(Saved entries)
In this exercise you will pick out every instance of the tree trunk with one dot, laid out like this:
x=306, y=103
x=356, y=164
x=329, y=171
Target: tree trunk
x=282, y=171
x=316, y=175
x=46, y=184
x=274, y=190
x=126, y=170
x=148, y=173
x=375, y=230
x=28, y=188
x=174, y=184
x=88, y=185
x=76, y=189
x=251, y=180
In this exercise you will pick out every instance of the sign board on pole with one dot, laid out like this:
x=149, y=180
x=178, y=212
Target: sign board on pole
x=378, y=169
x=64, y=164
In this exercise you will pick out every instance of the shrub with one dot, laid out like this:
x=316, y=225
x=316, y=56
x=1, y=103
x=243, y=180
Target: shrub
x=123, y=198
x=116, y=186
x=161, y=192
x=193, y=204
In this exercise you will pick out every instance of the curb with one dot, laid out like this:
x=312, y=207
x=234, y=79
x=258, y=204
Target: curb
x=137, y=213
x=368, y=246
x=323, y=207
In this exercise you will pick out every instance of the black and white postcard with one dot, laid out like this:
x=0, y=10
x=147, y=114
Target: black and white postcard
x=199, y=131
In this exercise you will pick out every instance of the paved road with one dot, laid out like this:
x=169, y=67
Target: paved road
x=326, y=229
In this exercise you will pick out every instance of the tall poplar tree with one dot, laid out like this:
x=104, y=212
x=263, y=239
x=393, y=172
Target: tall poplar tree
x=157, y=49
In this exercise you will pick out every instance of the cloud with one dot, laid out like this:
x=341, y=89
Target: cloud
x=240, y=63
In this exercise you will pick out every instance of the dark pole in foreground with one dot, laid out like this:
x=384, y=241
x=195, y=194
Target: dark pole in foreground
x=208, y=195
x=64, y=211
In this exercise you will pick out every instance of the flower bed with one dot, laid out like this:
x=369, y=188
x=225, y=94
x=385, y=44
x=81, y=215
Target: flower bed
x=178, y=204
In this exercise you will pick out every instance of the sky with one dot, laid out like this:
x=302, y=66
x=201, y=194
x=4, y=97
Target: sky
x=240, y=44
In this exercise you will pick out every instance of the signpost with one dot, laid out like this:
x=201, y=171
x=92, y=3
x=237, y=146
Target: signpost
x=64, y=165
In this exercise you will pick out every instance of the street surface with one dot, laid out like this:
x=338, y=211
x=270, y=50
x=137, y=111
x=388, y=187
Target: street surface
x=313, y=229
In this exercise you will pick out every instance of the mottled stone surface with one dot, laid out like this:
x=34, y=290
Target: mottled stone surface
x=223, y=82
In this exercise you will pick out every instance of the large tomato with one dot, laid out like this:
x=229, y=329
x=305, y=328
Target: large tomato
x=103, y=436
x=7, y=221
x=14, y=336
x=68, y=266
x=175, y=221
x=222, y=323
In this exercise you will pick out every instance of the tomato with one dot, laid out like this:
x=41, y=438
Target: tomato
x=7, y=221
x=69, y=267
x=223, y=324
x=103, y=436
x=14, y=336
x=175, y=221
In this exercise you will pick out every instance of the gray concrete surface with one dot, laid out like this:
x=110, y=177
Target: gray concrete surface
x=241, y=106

> [Your task]
Write out all the rows above again, putting "mark" in place of "pick out" wherever it appears and leaving everything else unchanged.

> [Complete response]
In this exercise you will mark every instance of the tree trunk with one dot, laid out like this:
x=306, y=103
x=356, y=164
x=329, y=171
Target: tree trunk
x=282, y=171
x=316, y=175
x=46, y=184
x=274, y=190
x=126, y=170
x=148, y=173
x=375, y=230
x=28, y=188
x=174, y=184
x=88, y=185
x=76, y=189
x=251, y=180
In this exercise you will mark every instance of the sign board on pole with one dot, laid out like this:
x=149, y=180
x=178, y=212
Target: sign board on pole
x=378, y=169
x=64, y=164
In this exercise you will mark every instance of the shrub with one dot, laid out like this:
x=316, y=225
x=316, y=56
x=1, y=103
x=243, y=180
Target: shrub
x=123, y=198
x=116, y=186
x=161, y=192
x=193, y=204
In this exercise you will mark every instance of the curb with one dot, laid out like this:
x=312, y=207
x=234, y=79
x=258, y=204
Target: curb
x=137, y=213
x=368, y=246
x=323, y=207
In this exercise you will mark every instance of the black and white postcard with one dot, laid out like this:
x=0, y=10
x=147, y=114
Target: black and white postcard
x=199, y=131
In this exercise you will mark every instance of the paved road with one dot, laid out like this:
x=169, y=67
Target: paved road
x=326, y=229
In this exercise you will mark every instance of the tall poplar tree with one dot, laid out like this:
x=104, y=212
x=263, y=239
x=393, y=172
Target: tall poplar tree
x=157, y=49
In this exercise you will mark every instance of the cloud with one dot, laid out like this:
x=341, y=89
Target: cloud
x=240, y=63
In this exercise you will mark every instance of the dark pole in foreground with one dot, laid out like this:
x=384, y=241
x=195, y=194
Target: dark pole in foreground
x=208, y=195
x=64, y=211
In this exercise you will mark every instance of the flower bed with one dot, laid out like this:
x=369, y=188
x=225, y=94
x=385, y=44
x=81, y=215
Target: flower bed
x=178, y=204
In this exercise you will mark every instance of the sky with one dot, laid out like this:
x=302, y=66
x=201, y=194
x=4, y=97
Target: sky
x=240, y=44
In this exercise you will mark every instance of the signpost with one dot, laid out like this:
x=201, y=171
x=92, y=3
x=237, y=146
Target: signpost
x=64, y=165
In this exercise you will mark every instance of the street surface with one dot, laid out like this:
x=338, y=211
x=270, y=50
x=137, y=111
x=388, y=187
Target: street surface
x=313, y=229
In this exercise you will mark every instance of the mottled stone surface with one dot, laid out like this:
x=34, y=290
Target: mottled stone surface
x=223, y=82
In this exercise you will mark every instance of the large tomato with one dot, laid out like this:
x=229, y=329
x=305, y=328
Target: large tomato
x=103, y=436
x=7, y=221
x=14, y=336
x=68, y=266
x=175, y=221
x=222, y=323
In this exercise you will mark every instance of the tomato with one dot, laid out like this:
x=41, y=438
Target: tomato
x=7, y=221
x=69, y=267
x=223, y=324
x=103, y=436
x=14, y=336
x=175, y=221
In this exercise you will mark every instance of the gray concrete surface with one dot, laid out like this:
x=110, y=177
Target: gray concrete surface
x=241, y=106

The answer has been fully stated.